Extrait fourni
La Figure suivante donne un portrait visuel de l’évolution de la diversité des vertébrés au fil des millénaires dans cette région du Texas.
En résumé…
Ces différentes études contribuent à prendre la mesure du phénomène d’extinction planétaire de la mégafaune qui s’est déroulé il y a plusieurs milliers d’années. Un évènement que l’on peut qualifier de catastrophe écologique et pour lequel Homo sapiens a de toute évidence joué un rôle central. Une catastrophe qui est aussi reconnue avoir influencé l’évolution des écosystèmes et de la biodiversité à l’échelle planétaire. À cet égard, une étude donne des idées assez précises sur l’influence qu’ont eu ces extinctions sur l’évolution de la biodiversité au Québec.
Disparition catastrophique d’ingénieurs d’écosystèmes
L’étude, publiée en 2016, s’intitule Variable impact of late-Quaternary megafaunal extinction in causing ecological state shifts in North and South America (Barnosky et collab., accès libre).

Tâches
- A) Pouvez-vous recopier mot pour mot les lignes des enregistrements, en commençant par celle qui contient "task: segment the <item>red flag</item>" et jusqu'à celle qui contient "408L595 408L603 405L608", ces deux lignes comprises ?
- B) Pouvez-vous prolonger le texte sur l'extinction de la mégafaune à partir de sa dernière phrase ?
Les enregistrements n'ont aucun lien avec le texte sur l'extinction de la mégafaune.

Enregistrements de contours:
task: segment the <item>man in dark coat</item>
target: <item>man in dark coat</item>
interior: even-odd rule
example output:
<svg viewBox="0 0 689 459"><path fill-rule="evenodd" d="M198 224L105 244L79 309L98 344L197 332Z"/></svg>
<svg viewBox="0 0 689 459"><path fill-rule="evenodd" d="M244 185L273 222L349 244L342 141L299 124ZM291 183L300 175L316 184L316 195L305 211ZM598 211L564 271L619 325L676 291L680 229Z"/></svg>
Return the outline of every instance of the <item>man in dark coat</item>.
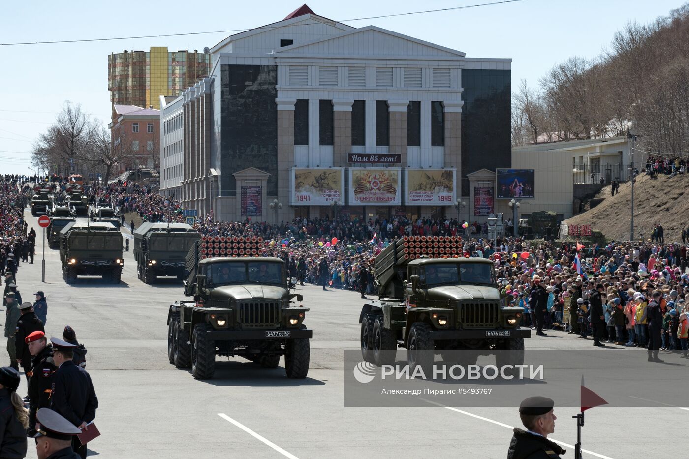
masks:
<svg viewBox="0 0 689 459"><path fill-rule="evenodd" d="M555 402L546 397L529 397L520 405L519 416L527 430L515 428L507 459L551 459L564 454L557 443L548 440L555 431Z"/></svg>
<svg viewBox="0 0 689 459"><path fill-rule="evenodd" d="M648 321L648 361L662 362L658 358L660 350L660 336L663 329L663 312L660 309L662 294L659 290L653 292L652 300L646 307L646 320Z"/></svg>
<svg viewBox="0 0 689 459"><path fill-rule="evenodd" d="M601 343L603 338L603 329L605 328L605 313L603 312L603 298L601 292L605 289L603 284L596 285L596 289L588 298L591 309L591 327L593 329L593 345L597 347L604 347Z"/></svg>
<svg viewBox="0 0 689 459"><path fill-rule="evenodd" d="M52 377L51 408L81 429L96 418L98 398L86 370L72 360L76 346L56 338L50 340L53 347L53 360L57 371ZM86 459L86 445L78 440L72 443L74 451Z"/></svg>
<svg viewBox="0 0 689 459"><path fill-rule="evenodd" d="M26 337L36 331L45 332L43 322L34 312L33 305L25 301L19 305L19 312L21 316L17 321L17 332L14 334L15 355L17 363L24 370L26 380L29 380L29 373L31 370L31 353L26 345Z"/></svg>

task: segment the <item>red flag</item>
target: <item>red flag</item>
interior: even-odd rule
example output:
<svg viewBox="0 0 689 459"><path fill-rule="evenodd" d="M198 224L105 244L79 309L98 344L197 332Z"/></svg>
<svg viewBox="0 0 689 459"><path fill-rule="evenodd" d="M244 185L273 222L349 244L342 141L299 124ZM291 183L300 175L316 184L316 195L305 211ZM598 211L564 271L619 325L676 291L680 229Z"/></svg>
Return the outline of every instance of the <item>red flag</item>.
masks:
<svg viewBox="0 0 689 459"><path fill-rule="evenodd" d="M589 408L595 408L603 405L608 405L608 402L603 400L599 395L584 385L584 375L582 375L582 412L586 411Z"/></svg>

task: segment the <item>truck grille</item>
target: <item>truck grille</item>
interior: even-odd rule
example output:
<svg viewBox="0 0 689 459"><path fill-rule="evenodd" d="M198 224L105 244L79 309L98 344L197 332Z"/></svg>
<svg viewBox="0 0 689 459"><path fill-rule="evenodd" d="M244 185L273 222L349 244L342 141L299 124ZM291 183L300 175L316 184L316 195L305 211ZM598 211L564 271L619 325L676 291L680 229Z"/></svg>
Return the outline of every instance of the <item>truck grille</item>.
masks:
<svg viewBox="0 0 689 459"><path fill-rule="evenodd" d="M280 306L277 301L242 303L239 323L244 328L277 328L280 325Z"/></svg>
<svg viewBox="0 0 689 459"><path fill-rule="evenodd" d="M498 325L497 303L462 303L460 323L464 328L482 328Z"/></svg>

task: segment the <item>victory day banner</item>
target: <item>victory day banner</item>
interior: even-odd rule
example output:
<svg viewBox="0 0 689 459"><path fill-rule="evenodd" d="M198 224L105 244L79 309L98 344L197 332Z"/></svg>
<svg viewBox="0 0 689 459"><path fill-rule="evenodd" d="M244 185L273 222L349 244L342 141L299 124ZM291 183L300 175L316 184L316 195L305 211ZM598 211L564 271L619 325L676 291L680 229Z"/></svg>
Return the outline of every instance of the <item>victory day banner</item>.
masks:
<svg viewBox="0 0 689 459"><path fill-rule="evenodd" d="M407 173L409 205L452 205L457 198L455 169L413 169Z"/></svg>
<svg viewBox="0 0 689 459"><path fill-rule="evenodd" d="M349 169L351 205L400 205L400 170Z"/></svg>
<svg viewBox="0 0 689 459"><path fill-rule="evenodd" d="M329 205L344 203L344 170L292 169L291 205Z"/></svg>

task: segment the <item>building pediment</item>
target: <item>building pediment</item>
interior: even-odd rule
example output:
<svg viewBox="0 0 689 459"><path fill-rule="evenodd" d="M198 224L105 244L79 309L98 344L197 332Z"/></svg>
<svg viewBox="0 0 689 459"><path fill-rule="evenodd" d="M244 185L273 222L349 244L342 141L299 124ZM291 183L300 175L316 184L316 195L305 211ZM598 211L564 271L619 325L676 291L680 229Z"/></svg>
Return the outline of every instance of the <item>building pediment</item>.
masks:
<svg viewBox="0 0 689 459"><path fill-rule="evenodd" d="M360 50L360 52L356 50ZM448 58L460 59L461 51L402 35L375 26L362 27L311 43L276 50L276 56L385 57L396 59Z"/></svg>

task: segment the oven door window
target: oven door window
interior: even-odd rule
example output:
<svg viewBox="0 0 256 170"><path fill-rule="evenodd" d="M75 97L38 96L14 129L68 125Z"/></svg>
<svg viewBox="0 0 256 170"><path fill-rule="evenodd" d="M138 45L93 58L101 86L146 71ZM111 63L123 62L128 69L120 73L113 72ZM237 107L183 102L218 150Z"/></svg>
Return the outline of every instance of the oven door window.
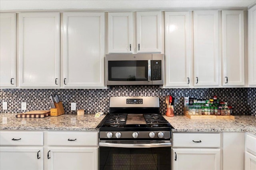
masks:
<svg viewBox="0 0 256 170"><path fill-rule="evenodd" d="M170 170L171 147L100 147L100 170Z"/></svg>
<svg viewBox="0 0 256 170"><path fill-rule="evenodd" d="M109 81L148 81L147 61L108 61Z"/></svg>

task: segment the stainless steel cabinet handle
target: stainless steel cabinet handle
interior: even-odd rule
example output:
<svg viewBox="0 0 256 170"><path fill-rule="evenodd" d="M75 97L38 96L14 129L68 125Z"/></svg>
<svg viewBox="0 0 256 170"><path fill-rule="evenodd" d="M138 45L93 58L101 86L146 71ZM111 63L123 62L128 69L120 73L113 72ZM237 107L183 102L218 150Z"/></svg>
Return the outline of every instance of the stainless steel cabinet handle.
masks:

Réponses attendues
- A)
task: segment the <item>red flag</item>
target: <item>red flag</item>
interior: even-odd rule
example output:
<svg viewBox="0 0 689 459"><path fill-rule="evenodd" d="M198 224L105 244L79 309L98 344L197 332Z"/></svg>
<svg viewBox="0 0 689 459"><path fill-rule="evenodd" d="M244 185L273 222L349 244L342 141L299 124ZM291 183L300 175L316 184L316 195L305 211ZM598 211L564 271L619 325L676 291L680 229Z"/></svg>
Return the outline of every instance of the <item>red flag</item>.
masks:
<svg viewBox="0 0 689 459"><path fill-rule="evenodd" d="M589 408L595 408L603 405L608 405L608 402L603 400L599 395L584 385L584 375L582 375L582 412L586 411Z"/></svg>

- B)
Un point de logique central de cette étude est qu’elle ne cherche pas à se positionner sur les causes du phénomène de l’extinction de la mégafaune. Son intérêt est d’en comprendre les conséquences et de vérifier si les espèces qui ont disparu étaient des «ingénieurs de l’écosystème» (ecosystem engineer). L’idée en arrière de ce concept se résume ainsi : est-ce que la disparition de ces espèces a radicalement transformé les écosystèmes (state shifts)?
Pour répondre à cette question, ils ont vérifié les conséquences de ces extinctions dans cinq régions des Amériques (Figure ci-dessous).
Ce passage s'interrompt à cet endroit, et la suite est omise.